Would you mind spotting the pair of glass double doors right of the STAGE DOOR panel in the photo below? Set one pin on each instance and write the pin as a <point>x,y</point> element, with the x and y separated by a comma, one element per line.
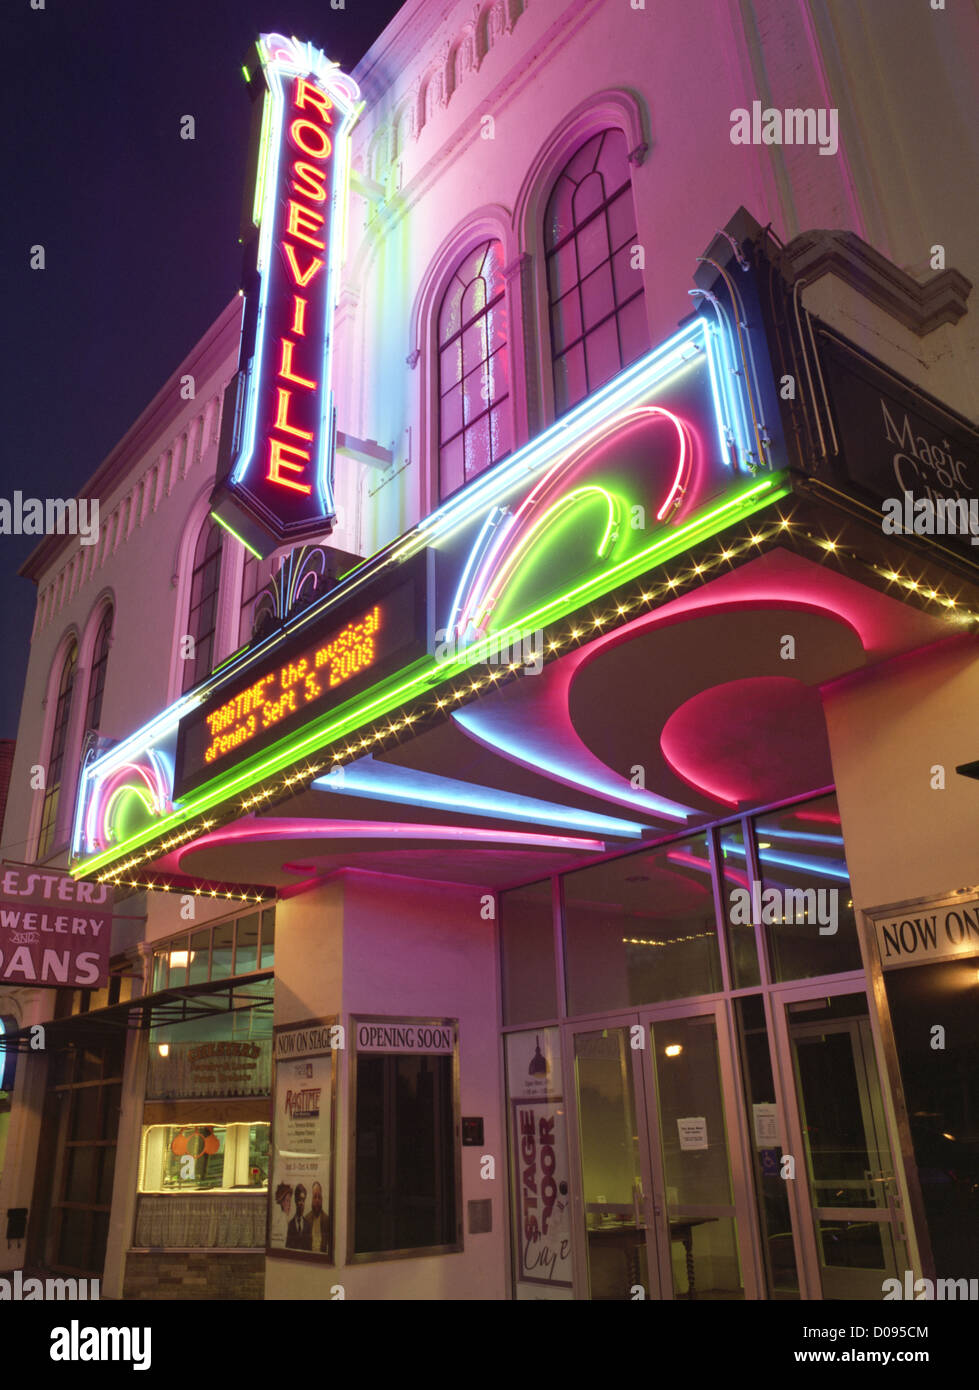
<point>661,1213</point>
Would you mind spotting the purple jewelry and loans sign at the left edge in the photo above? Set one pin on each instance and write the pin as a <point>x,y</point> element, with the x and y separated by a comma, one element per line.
<point>55,931</point>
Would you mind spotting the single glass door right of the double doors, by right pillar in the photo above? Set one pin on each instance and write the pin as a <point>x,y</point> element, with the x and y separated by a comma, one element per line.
<point>843,1156</point>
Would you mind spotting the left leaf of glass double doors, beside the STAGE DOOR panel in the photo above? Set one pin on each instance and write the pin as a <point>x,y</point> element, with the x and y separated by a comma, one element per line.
<point>618,1259</point>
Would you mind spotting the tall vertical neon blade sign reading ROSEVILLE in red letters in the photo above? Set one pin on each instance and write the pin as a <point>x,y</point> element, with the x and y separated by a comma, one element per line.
<point>277,450</point>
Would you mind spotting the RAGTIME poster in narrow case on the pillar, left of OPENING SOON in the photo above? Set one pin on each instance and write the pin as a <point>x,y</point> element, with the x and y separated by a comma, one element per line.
<point>301,1203</point>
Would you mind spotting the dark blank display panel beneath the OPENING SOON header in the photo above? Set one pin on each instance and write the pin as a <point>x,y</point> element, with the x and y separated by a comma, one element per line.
<point>407,1160</point>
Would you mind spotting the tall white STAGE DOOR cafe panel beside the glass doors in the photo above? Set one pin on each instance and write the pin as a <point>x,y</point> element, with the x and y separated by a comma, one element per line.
<point>542,1178</point>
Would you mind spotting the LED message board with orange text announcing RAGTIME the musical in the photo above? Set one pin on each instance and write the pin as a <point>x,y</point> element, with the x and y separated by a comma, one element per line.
<point>323,667</point>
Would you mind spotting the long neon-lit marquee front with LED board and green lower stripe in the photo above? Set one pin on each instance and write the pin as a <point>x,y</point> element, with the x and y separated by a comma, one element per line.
<point>667,455</point>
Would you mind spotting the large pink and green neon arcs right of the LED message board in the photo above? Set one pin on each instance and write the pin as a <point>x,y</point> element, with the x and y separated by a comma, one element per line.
<point>505,537</point>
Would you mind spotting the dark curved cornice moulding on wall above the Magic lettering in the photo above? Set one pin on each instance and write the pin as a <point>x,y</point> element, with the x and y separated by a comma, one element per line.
<point>923,306</point>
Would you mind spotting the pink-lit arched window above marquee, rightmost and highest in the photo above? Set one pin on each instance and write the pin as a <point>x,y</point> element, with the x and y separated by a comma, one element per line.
<point>596,298</point>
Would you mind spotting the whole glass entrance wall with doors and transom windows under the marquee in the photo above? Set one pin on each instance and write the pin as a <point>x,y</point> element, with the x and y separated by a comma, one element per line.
<point>721,1100</point>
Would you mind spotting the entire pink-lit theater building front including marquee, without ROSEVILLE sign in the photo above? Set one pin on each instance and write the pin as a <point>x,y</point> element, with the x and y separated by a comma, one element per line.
<point>589,933</point>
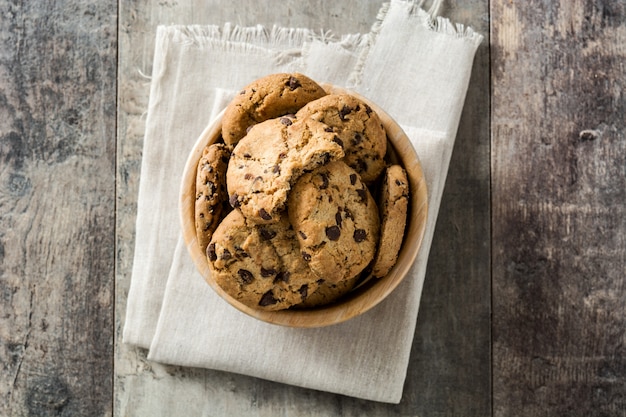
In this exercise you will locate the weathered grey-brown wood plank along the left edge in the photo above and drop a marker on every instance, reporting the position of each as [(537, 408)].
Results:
[(57, 188)]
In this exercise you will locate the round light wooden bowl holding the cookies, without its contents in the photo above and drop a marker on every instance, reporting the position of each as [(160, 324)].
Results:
[(365, 296)]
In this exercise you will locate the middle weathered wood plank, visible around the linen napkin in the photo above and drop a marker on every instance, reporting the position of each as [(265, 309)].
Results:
[(449, 372)]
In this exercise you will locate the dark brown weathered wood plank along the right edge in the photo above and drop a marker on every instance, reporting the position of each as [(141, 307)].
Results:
[(559, 219)]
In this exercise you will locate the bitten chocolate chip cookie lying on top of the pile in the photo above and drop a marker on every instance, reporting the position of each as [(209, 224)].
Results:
[(266, 162)]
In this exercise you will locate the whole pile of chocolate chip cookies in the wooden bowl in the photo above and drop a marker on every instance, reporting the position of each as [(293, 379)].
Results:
[(298, 203)]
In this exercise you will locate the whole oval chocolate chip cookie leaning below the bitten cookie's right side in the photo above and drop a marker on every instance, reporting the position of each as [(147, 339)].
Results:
[(336, 221)]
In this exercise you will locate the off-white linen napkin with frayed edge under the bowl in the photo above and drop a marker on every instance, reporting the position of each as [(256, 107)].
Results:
[(413, 65)]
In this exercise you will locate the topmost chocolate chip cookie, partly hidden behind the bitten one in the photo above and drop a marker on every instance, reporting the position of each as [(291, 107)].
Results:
[(267, 98)]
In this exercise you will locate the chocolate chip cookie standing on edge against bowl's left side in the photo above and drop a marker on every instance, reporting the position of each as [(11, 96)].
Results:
[(211, 194)]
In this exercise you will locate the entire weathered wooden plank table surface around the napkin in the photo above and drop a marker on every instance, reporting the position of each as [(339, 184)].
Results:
[(524, 304)]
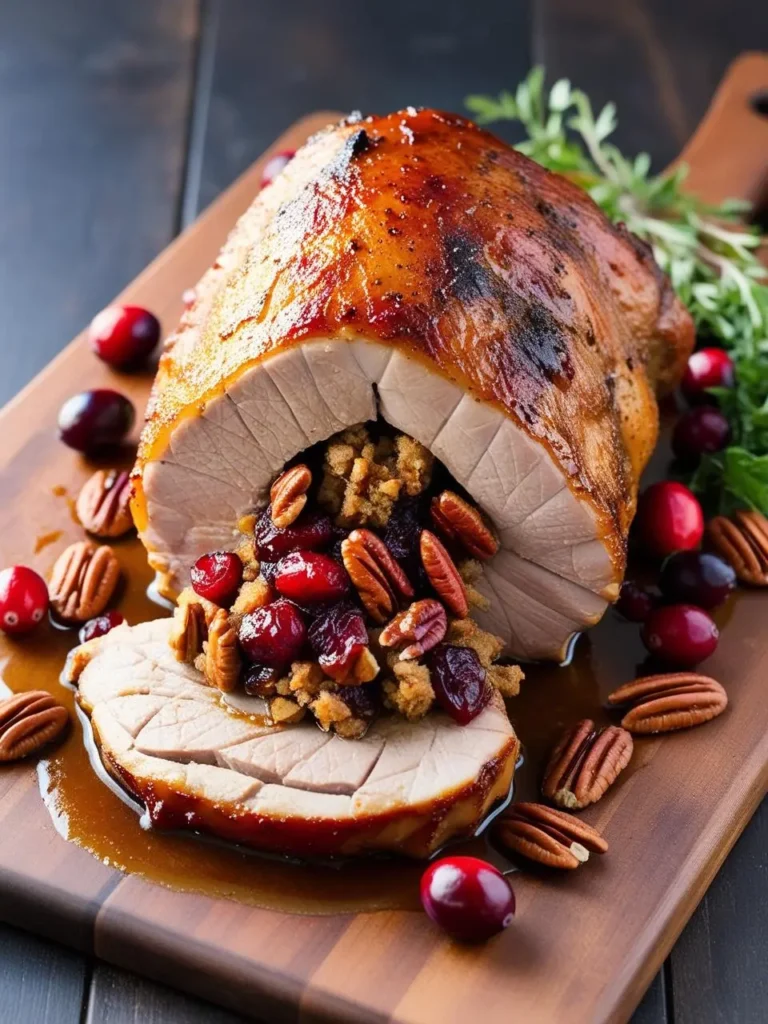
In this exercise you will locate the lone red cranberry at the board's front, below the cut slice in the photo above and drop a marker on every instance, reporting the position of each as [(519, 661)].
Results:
[(467, 898)]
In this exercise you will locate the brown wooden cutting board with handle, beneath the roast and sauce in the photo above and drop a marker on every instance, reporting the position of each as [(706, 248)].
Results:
[(583, 949)]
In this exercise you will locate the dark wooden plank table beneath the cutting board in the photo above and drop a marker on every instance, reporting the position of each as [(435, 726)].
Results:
[(120, 121)]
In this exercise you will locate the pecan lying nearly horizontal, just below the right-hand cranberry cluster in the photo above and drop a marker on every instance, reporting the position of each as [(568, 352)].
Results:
[(673, 701)]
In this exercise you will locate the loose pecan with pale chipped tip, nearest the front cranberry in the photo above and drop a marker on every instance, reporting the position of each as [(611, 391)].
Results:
[(548, 837)]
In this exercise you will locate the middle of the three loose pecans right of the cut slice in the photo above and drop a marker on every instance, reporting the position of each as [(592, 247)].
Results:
[(585, 763)]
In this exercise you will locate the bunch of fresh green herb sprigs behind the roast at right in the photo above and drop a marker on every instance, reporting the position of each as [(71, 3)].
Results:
[(709, 253)]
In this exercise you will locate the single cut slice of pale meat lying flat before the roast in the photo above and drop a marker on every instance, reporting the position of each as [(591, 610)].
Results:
[(199, 760)]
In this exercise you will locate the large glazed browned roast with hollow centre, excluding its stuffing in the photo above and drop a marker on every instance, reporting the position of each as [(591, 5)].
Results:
[(415, 268)]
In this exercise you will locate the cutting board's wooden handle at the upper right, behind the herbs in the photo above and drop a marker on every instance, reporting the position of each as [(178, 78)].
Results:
[(729, 153)]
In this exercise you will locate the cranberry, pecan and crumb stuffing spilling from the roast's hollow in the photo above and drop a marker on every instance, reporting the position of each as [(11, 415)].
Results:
[(351, 595)]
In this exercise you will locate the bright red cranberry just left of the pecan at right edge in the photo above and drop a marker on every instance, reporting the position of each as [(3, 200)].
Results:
[(669, 519)]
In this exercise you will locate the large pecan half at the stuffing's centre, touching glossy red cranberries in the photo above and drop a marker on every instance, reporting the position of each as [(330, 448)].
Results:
[(377, 577)]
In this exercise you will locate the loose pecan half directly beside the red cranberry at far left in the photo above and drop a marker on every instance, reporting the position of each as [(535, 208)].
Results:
[(83, 580)]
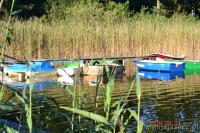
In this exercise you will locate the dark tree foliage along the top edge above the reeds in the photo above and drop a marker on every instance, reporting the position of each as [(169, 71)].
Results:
[(59, 8)]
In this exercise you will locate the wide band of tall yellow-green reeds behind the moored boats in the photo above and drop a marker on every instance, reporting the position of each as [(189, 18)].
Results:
[(135, 36)]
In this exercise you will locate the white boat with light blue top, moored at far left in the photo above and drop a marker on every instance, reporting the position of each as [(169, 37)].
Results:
[(23, 71)]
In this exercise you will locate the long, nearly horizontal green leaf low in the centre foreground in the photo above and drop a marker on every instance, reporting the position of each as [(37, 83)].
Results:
[(87, 114)]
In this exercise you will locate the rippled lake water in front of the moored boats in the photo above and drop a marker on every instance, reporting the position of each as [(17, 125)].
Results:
[(166, 106)]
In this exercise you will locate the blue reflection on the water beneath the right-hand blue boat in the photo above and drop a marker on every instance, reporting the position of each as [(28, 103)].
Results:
[(158, 75)]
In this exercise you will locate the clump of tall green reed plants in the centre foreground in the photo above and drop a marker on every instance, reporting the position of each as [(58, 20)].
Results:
[(111, 120)]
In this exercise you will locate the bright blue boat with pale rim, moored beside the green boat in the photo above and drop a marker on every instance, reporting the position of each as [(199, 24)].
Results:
[(159, 65)]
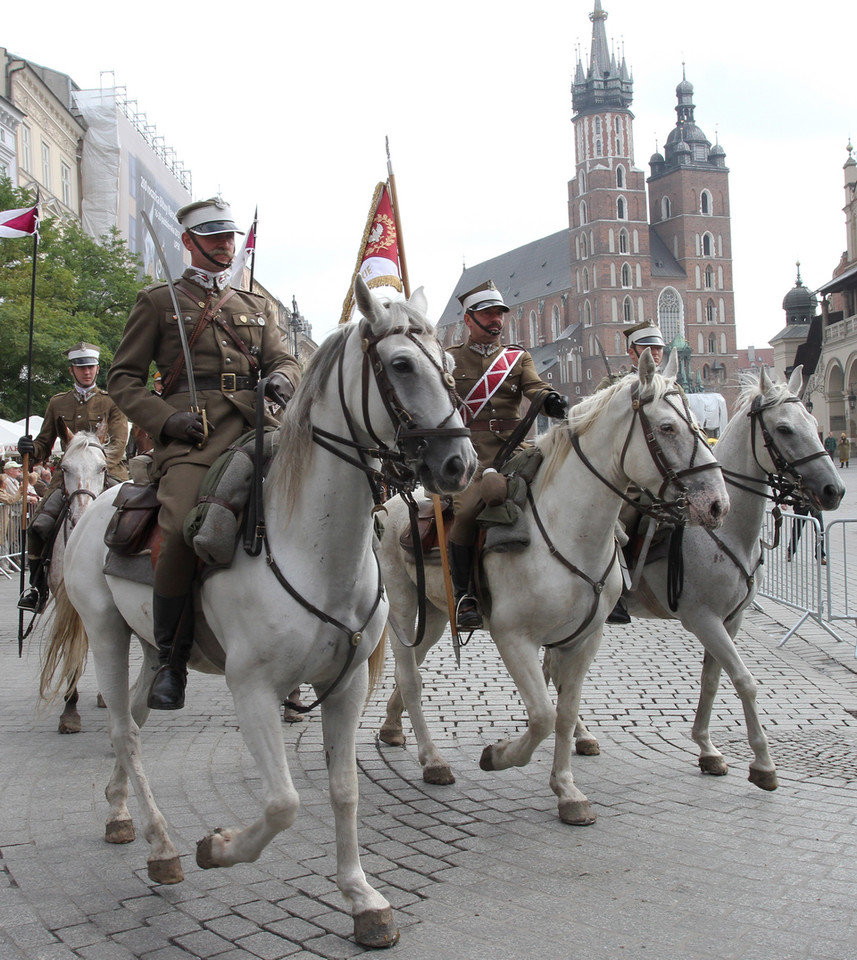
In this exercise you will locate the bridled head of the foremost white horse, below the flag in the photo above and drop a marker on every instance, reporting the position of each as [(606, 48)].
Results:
[(404, 399)]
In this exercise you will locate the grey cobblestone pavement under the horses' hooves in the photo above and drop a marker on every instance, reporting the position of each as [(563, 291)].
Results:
[(679, 866)]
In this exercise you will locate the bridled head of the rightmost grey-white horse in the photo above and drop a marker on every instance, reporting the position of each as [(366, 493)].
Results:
[(785, 441)]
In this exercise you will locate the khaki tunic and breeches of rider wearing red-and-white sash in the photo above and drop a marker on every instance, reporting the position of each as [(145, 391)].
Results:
[(505, 404)]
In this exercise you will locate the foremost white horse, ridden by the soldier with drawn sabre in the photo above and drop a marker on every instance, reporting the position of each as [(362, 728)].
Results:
[(312, 609)]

━━━━━━━━━━━━━━━━━━━━━━━━━━━━━━

Look through the entries above and report each line where the string "just" occurs.

### Expected answer
In this exercise you will locate the pecan lying nearly horizontal, just below the right-hand cranberry cluster in the photo above and drop a marker on every instance, reporting the position of each as [(568, 352)].
In this exercise you will locate the bright red cranberry just left of the pecan at right edge in the photo above and drop a marker on every instance, reporting the position of each as [(3, 200)].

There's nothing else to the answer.